TASK TO CARRY OUT: Write out the listing below word for word, starting at the line that contains "of the floodlight" and stopping after the last line of the listing.

MATERIAL SHOWN:
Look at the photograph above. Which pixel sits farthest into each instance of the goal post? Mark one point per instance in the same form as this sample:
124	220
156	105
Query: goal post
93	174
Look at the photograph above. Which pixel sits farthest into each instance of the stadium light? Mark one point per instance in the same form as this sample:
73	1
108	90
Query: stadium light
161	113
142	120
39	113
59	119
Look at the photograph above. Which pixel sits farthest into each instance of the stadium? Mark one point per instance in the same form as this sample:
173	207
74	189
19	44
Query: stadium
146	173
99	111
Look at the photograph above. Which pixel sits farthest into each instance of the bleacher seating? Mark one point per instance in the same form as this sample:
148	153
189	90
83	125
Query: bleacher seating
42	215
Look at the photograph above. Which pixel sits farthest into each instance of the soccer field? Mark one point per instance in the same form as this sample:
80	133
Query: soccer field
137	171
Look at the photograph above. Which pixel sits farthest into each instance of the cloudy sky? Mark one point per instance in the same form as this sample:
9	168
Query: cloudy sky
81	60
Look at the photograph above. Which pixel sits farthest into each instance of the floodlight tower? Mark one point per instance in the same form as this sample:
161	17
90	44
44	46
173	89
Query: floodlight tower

CORRECT RESULT:
Look at the photograph above. Which pixel sits farthest into each instance of the floodlight tower? Mark one point per instance in the same form as this sample:
161	17
90	44
44	46
173	89
Query: floodlight tower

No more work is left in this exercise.